→ Article
╔══
12-29-2011, 09:32 PM
"How many users have 'John Doe' in their FRIENDS list?"
Well we know the OP wants a bidirectional relationship between two users. If you suppose that he implements it correctly, the total list of user IDs in John Doe's freindid is the total people who have John Doe in their friend list. Though the process of getting to that point may be (MUCH) longer than what you have said.

As for the other question, that's a really good question. I have absolutely no idea. Such a feature would definitely, at least from my knowledge, take many queries.

Though to my inexperienced mind your solution and OP's initial solution are fairly similar. I have not played with many functionality that InnoDB (I only played with MyISAM) provides, so I am just ignorant of how much more power things like references bring. What does references really do? What is its benefits?

Old Pedant
12-29-2011, 09:50 PM
It's not just the REFERENCES capability that is in question here.

You can use REFERENCES with MyISAM, but MyISAM won't enforce the qualities as does INNODB. INNODB, along with most any decent database engine (even Microsoft's "toy" database Access does this) *enforces* referential integrity. That means that if you try, in this example, to add a friendid of 9999 and there is not userid in the users table with that value, then you get an error. Similarly, if you tried to delete a record from the users table that had a userid that is in use as a foreign key (REFERENCES, in your words) in another table, you get an error and the delete is disallowed.

All foreign keys must refer to existing primary keys at all times.

On top of that, you can optionally add characteristics to foreign keys. For example, CASCADE DELETE. When that is declared on a foreign key (REFERENCES link), if the record with the primary key is deleted, then the *ALL* records with the matching foreign key are *automatically* also deleted. Referential integrity is thus still enforced. (There is also a CASCADE UPDATE option which is much less used.)


But, again, it's not the referential integrity that is the important part in this case. Or at least not the most important part.

In *ANY* database, NORMALIZATION is the most important part.

If you aren't familiar with it, GOOGLE is your friend.

FWIW, to find out all users that 'John Doe' is a friend of using your scheme, you would need to code something like this:

SELECT * FROM friends
WHERE CONCAT(',', listOfFriends, ',') LIKE CONCAT( '%,', $johns_userid, ',%' )

(That assumes that you use comma for the delimiter in the list...use any non digit character if you wish.)

First of all LIKE is about the slowest operation that MySQL (or any DB) can do. It's complex and requires character-by-character scanning of fields. In the case of MySQL, it also can *NOT* be perfomed using an index. MySQL will only do it by scanning every single record in the given table.
╚══
→ Supplied entries
╔══
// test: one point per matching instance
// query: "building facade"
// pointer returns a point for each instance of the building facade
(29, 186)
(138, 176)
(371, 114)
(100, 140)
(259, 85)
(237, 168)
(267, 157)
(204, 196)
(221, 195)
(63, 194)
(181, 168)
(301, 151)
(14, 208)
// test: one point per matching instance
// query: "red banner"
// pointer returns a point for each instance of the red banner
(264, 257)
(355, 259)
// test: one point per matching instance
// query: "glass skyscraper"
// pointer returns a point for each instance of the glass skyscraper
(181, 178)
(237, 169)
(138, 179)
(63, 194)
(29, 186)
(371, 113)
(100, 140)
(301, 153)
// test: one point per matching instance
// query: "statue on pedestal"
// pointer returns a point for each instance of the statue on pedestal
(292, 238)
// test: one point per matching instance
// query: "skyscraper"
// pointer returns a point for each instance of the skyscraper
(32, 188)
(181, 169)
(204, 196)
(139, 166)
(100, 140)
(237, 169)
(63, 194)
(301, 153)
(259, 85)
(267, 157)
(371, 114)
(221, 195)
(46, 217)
╚══
╔══
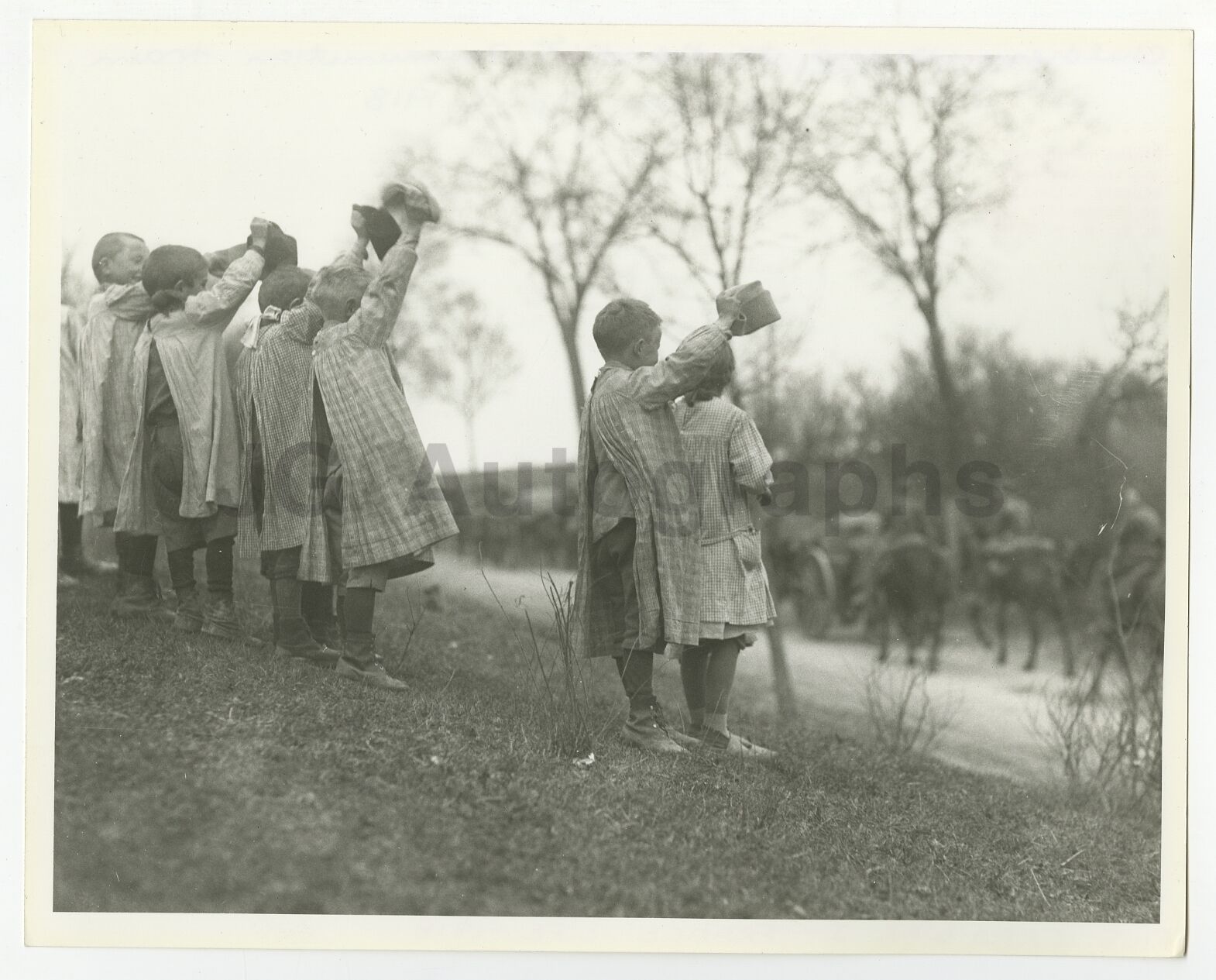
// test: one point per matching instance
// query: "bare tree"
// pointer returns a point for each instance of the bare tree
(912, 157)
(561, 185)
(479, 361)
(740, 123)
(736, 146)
╚══
╔══
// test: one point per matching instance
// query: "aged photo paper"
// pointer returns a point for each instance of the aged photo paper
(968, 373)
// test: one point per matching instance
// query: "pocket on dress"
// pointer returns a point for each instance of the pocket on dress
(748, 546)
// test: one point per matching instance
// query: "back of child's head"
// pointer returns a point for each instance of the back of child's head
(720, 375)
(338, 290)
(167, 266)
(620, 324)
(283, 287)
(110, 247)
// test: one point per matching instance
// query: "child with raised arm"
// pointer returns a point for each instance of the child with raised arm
╚══
→ Prompt 1
In the forum thread about database references, retype the passage starting at "On top of that, you" and ending at "much less used.)".
→ Prompt 2
Translate this sentence from the forum thread into Spanish: "All foreign keys must refer to existing primary keys at all times."
→ Prompt 3
Decide whether each statement agrees with the forum thread. Answer yes or no, and quote the words of the thread that decide it.
(a) MyISAM enforces referential integrity in the same way InnoDB does.
(b) The CASCADE UPDATE option sees much less use than CASCADE DELETE.
(c) MySQL can carry out a LIKE operation with an index rather than scanning every record.

→ Written reply 1
On top of that, you can optionally add characteristics to foreign keys. For example, CASCADE DELETE. When that is declared on a foreign key (REFERENCES link), if the record with the primary key is deleted, then the *ALL* records with the matching foreign key are *automatically* also deleted. Referential integrity is thus still enforced. (There is also a CASCADE UPDATE option which is much less used.)

→ Written reply 2
Todas las claves foráneas deben hacer referencia a claves primarias existentes en todo momento.

→ Written reply 3
(a) No: "You can use REFERENCES with MyISAM, but MyISAM won't enforce the qualities as does INNODB."
(b) Yes: "There is also a CASCADE UPDATE option which is much less used."
(c) No: "MySQL will only do it by scanning every single record in the given table."